Your tasks
1) From the article on bank CFOs, reproduce the part that opens with the words containing "Comerica's announcement implied" and closes with "re-engineer their jobs.".
2) In the article on bank CFOs, which outside consulting firm is working with Comerica on its review of revenue and expenses?
3) Pick up the article on bank CFOs after its final sentence and write the next part of it.

═══ Document extract ═══

But a day later the medical device maker Medtronic said that it had hired Parkhill as its CFO because of her range of experience and service on a health system board, and that it welcomed the "ideas and perspectives" she would bring to management in a time of industry change.
Parkhill, in an interview in March for this story, echoed the sentiments of many bank CFOs about the nature of their jobs. The impact of the Dodd-Frank Act was visible every day, she said. "Since assuming the CFO role in 2011, I have focused on stress testing and capital planning, especially, among other areas resulting from the new regulations," she said.
And cost-cutting was an overriding priority. "Maintaining our expense discipline is vitally important" because of the low-rate environment, Parkhill said in the interview.
Comerica's announcement implied perhaps a wider role for her successor, Duprey, as the company conducts a strategic review with the help of an outside consulting firm.
He "will play an important role in driving the future of Comerica and creating value for our shareholders — especially in working with Boston Consulting Group in its current review of our revenue and expense base," Chairman and Chief Executive Ralph Babb said in the news release that announced Duprey's promotion.
If more CFOs are going to take increasingly prominent roles at their companies, they will have to take steps to re-engineer their jobs.
There are ways for financial officers to free up time without spending a ton of money, industry experts said. Banks should consider bringing in interns to collect CECL-related data required by the accounting standaards board, said Walter McNairy, a lawyer at Dixon Hughes Goodman in Raleigh, N.C.
If possible, CFOs should find ways to delegate some tasks, the analyst Mosby said. "It helps to have strong leaders underneath you in those areas such as risk management and accounting, so you don't have to shepherd all those initiatives," he said.
Bankers should also consider creating support groups to discuss ways to reduce workload to allow for more strategic planning, Mosby said. Sorensen at Washington Trust agreed, noting that there is a need for more CFO roundtables to discuss topics such as time management.
Increased use of technology — including big data, robotics and cloud computing — could also make "the basics of a CFO's job simpler so they can pivot," the consultant Delawalla said. "CFOs know they need to keep an active posture and make changes … and the same tech that is disrupting them can also become an enabler," he said.

═══ Record excerpts ═══

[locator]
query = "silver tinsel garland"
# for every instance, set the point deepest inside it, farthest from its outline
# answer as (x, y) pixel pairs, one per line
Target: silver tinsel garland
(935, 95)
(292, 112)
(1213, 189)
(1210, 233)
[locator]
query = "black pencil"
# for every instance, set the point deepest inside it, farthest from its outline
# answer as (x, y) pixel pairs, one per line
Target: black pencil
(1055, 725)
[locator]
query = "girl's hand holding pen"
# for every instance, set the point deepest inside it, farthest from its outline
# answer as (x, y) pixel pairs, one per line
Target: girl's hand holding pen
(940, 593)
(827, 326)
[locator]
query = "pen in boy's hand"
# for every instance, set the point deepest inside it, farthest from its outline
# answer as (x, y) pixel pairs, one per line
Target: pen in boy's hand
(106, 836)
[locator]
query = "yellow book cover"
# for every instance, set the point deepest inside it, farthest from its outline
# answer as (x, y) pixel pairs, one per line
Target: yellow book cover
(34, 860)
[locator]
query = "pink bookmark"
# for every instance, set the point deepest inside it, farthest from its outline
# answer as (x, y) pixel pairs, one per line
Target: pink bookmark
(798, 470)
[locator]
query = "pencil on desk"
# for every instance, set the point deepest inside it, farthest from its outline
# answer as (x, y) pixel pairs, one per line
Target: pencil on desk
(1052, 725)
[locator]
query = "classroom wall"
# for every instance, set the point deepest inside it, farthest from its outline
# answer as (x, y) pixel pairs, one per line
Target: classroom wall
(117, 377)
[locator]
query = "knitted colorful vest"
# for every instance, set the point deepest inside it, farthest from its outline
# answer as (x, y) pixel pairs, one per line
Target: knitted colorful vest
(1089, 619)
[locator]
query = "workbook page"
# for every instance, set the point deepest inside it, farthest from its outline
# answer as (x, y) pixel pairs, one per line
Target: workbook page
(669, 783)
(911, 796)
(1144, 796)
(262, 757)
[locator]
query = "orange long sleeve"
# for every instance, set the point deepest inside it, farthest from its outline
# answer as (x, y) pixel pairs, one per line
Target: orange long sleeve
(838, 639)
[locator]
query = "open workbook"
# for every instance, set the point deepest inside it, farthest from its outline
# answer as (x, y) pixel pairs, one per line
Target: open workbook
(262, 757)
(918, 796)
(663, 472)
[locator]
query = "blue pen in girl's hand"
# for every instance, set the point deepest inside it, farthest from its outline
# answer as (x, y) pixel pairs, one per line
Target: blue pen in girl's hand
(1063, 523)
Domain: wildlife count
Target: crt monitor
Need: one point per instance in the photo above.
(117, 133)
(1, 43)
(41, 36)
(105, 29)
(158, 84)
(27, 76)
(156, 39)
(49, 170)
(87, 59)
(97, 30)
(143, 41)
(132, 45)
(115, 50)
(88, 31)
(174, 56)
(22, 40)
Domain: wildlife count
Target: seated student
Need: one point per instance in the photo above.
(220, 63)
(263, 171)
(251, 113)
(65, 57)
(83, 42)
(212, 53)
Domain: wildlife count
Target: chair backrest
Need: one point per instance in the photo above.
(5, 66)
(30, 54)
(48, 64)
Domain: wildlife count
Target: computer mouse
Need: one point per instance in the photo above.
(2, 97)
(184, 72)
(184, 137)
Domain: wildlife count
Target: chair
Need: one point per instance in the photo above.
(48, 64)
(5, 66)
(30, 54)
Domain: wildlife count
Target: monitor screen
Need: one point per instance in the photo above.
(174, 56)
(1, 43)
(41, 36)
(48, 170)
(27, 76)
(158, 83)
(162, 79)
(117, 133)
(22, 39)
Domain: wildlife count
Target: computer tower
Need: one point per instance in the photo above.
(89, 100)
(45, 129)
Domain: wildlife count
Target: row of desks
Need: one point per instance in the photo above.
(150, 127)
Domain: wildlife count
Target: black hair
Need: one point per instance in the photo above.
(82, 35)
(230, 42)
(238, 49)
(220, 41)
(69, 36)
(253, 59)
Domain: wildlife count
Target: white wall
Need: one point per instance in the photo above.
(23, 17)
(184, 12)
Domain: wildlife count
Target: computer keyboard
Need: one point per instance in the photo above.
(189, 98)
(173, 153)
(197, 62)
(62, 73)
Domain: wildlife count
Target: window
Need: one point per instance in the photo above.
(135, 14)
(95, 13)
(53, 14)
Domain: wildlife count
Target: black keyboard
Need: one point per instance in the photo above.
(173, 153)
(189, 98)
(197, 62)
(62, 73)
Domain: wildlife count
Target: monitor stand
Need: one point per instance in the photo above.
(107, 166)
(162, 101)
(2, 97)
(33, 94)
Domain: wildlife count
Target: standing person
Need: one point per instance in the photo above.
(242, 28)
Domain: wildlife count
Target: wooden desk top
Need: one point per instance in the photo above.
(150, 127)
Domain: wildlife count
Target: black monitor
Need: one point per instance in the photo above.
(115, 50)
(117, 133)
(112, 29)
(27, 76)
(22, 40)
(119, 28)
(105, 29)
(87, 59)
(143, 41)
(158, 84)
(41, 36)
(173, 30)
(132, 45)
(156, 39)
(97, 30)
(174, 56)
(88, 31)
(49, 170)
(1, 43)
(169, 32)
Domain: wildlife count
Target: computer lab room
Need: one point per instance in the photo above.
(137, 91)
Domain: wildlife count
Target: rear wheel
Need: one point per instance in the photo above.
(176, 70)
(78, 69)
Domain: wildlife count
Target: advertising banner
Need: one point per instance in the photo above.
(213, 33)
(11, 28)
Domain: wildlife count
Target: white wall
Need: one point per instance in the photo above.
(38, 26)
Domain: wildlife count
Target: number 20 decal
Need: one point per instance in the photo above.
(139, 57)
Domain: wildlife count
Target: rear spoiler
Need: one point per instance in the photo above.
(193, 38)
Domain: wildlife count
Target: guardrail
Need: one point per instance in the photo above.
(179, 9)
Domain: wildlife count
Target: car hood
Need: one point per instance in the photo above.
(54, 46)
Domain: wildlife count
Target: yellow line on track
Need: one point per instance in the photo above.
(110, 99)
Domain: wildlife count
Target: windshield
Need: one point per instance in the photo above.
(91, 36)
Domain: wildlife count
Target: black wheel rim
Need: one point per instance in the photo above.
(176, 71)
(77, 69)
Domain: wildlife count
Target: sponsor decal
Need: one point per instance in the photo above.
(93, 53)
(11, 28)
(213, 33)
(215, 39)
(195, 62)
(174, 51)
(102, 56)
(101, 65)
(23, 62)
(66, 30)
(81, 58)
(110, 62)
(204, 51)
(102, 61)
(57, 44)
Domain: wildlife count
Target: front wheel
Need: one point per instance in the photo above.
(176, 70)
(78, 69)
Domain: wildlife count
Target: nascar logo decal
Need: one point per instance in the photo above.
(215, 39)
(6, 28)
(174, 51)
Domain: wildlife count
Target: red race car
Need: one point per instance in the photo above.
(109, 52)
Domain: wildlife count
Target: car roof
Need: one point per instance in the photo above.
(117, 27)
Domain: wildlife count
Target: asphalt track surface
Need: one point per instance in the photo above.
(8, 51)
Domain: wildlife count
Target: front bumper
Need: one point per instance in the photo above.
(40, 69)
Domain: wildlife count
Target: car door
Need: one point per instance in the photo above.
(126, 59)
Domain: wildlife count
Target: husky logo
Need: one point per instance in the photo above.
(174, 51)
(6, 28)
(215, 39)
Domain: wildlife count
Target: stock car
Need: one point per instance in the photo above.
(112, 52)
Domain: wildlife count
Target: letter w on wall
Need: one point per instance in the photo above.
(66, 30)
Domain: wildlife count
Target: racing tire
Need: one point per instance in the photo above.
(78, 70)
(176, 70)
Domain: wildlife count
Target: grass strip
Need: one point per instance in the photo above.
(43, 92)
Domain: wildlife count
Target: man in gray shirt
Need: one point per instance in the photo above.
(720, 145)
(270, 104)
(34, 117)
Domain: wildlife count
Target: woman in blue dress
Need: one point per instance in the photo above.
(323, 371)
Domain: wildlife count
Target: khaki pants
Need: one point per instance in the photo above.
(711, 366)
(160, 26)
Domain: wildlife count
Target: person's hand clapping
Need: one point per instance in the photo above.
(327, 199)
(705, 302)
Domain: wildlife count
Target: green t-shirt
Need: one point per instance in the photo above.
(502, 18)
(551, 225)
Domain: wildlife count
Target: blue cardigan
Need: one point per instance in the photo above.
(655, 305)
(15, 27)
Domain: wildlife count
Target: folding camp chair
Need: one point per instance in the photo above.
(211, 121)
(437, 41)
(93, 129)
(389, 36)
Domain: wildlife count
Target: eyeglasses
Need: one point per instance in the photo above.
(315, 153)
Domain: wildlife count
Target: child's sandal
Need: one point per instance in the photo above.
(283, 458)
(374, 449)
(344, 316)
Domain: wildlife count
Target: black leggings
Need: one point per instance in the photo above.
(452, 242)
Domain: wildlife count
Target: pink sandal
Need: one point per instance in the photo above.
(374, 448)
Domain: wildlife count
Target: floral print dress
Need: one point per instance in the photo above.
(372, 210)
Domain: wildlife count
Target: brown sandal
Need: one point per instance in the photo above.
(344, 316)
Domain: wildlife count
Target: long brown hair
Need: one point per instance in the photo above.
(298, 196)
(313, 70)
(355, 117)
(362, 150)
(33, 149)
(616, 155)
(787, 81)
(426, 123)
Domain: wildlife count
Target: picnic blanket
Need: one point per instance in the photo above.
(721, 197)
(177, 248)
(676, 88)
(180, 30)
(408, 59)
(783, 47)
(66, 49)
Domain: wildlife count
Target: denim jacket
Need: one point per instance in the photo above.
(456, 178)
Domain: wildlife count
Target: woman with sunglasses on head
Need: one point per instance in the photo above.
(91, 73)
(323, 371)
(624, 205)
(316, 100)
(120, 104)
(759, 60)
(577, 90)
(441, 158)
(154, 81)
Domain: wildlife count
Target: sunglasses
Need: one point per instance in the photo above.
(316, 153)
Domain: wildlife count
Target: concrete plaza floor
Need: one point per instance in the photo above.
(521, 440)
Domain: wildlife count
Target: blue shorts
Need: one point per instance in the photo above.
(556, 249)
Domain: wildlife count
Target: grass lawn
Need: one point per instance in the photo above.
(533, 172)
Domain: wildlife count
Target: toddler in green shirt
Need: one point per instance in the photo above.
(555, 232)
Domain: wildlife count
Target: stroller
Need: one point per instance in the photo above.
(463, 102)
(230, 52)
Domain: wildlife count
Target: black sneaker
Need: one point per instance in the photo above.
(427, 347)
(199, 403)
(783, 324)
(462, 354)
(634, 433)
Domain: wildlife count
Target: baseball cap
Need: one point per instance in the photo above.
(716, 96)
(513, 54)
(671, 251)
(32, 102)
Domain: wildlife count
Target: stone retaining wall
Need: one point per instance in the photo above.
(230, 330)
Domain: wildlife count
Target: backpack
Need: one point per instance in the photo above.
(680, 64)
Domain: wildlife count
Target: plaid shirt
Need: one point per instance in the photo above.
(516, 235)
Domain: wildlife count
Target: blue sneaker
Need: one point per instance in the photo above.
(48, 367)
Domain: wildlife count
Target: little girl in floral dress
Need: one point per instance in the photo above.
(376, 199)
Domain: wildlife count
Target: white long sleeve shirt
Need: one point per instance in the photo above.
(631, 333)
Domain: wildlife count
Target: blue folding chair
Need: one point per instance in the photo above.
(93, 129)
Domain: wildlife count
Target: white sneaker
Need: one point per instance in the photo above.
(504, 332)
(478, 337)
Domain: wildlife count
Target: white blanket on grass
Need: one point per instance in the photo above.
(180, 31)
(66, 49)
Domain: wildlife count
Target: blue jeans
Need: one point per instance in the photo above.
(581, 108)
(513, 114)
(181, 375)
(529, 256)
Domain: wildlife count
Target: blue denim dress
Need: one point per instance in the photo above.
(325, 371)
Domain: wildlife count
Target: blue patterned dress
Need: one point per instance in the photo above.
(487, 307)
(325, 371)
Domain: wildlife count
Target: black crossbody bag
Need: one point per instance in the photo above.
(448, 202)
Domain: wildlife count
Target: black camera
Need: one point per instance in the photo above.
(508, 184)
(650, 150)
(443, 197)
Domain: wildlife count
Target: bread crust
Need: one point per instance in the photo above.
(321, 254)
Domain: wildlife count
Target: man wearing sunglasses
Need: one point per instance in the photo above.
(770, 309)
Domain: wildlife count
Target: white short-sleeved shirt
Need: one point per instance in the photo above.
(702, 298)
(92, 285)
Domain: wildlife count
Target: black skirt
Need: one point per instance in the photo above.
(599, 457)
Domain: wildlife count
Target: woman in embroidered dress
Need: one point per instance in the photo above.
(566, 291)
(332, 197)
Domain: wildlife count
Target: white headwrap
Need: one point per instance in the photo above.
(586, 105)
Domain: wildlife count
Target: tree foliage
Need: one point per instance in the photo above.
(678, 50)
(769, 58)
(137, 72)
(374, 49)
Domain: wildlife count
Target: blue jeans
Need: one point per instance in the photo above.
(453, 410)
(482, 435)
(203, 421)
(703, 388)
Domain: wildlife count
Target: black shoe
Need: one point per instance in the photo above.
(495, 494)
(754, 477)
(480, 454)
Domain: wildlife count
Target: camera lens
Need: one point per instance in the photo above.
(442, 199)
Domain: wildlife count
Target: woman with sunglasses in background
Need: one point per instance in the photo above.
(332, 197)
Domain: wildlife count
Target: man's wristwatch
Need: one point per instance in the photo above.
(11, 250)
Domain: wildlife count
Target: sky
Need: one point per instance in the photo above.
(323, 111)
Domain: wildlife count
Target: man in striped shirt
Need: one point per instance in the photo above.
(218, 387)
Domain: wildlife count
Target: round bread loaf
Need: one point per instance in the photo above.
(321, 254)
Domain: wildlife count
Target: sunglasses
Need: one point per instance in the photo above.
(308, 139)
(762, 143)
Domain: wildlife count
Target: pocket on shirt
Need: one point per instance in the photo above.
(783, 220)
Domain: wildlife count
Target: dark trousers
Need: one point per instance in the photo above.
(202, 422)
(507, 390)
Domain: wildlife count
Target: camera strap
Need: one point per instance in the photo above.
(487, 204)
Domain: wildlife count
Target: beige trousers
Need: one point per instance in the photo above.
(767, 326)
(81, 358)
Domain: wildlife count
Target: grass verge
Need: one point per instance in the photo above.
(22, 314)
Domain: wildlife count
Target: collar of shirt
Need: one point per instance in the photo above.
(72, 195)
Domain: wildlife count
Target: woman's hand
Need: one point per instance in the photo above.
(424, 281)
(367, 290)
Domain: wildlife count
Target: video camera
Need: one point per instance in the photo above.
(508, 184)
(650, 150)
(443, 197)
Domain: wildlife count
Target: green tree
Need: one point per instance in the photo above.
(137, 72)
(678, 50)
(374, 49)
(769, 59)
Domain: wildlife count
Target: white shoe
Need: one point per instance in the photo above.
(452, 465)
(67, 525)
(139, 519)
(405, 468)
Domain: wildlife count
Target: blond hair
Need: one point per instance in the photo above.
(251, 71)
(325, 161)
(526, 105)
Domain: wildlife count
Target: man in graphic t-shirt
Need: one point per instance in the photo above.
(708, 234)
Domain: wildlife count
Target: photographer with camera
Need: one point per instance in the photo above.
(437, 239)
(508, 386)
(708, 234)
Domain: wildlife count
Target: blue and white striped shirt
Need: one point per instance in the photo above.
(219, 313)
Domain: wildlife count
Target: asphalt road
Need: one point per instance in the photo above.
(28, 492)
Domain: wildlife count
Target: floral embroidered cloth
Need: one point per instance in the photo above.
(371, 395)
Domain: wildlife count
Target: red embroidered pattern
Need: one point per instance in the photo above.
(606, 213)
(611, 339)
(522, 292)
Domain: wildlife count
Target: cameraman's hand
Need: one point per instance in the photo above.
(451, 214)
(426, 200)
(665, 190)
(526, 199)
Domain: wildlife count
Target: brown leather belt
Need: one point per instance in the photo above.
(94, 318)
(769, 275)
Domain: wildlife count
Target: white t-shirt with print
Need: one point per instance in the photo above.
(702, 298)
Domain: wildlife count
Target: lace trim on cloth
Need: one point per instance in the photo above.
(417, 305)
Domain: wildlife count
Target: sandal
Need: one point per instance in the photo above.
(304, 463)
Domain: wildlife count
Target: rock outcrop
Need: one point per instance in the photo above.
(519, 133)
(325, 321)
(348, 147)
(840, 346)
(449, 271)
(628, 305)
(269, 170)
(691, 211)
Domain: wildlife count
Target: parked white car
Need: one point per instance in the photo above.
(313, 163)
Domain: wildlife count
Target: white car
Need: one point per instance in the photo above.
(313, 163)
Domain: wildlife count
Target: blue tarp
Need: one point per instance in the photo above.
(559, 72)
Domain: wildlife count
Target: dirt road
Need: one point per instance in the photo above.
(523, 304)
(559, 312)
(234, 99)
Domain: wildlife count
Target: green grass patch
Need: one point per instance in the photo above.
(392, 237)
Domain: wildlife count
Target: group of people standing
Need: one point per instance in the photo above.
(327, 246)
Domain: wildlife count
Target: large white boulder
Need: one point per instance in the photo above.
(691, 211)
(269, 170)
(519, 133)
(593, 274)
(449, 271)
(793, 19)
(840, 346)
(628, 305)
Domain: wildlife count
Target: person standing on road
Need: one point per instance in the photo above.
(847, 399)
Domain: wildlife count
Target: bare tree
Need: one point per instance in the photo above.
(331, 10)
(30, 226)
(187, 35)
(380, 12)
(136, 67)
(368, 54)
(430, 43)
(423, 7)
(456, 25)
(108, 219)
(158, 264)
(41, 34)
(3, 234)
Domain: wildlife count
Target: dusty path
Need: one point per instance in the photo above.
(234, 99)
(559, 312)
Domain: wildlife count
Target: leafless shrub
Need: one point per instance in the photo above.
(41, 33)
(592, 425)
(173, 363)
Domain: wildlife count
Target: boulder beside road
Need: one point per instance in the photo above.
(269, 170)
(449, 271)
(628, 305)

═══

Answers to the exercise
1)
Comerica's announcement implied perhaps a wider role for her successor, Duprey, as the company conducts a strategic review with the help of an outside consulting firm.
He "will play an important role in driving the future of Comerica and creating value for our shareholders — especially in working with Boston Consulting Group in its current review of our revenue and expense base," Chairman and Chief Executive Ralph Babb said in the news release that announced Duprey's promotion.
If more CFOs are going to take increasingly prominent roles at their companies, they will have to take steps to re-engineer their jobs.

2) Boston Consulting Group

3)
Of course that is easier said than done at smaller institutions with limited budgets. "There is a distinction between the size of a company and its ability to invest and its range of options," Delawalla conceded.
However, some CFOs said they have been able to make strategic planning a priority and advised their colleagues to be more assertive.
"Today's CFO must have a keen understanding of the client base, as well as the markets the bank serves, in order to develop initiatives and recommend strategies that will further the bank's financial goals," said Edward Czajka, the CFO of the $2.6 billion-asset Preferred Bank in Los Angeles.
While it is a "great challenge" finding time to plan for the future, "we have a great team of strategic thinkers leading our company, so it is ingrained in our DNA as we approach our daily work," Czajka added. "We meet formally on a weekly basis, and daily on an informal basis, and there always seems to be discussion not only on current pressing matters but also on strategic initiatives."
The solution is in the hands of the CFOs themselves, and banks will be better off if they are successful in being heard, Czajka and others said.
"CFOs are trying to shift their mindset … to levels of profitability and opportunities to grow organically and through acquisitions," Mosby said. "They need to find a way to productively use capital in the very best way over the next three years. That's the shift that has to happen."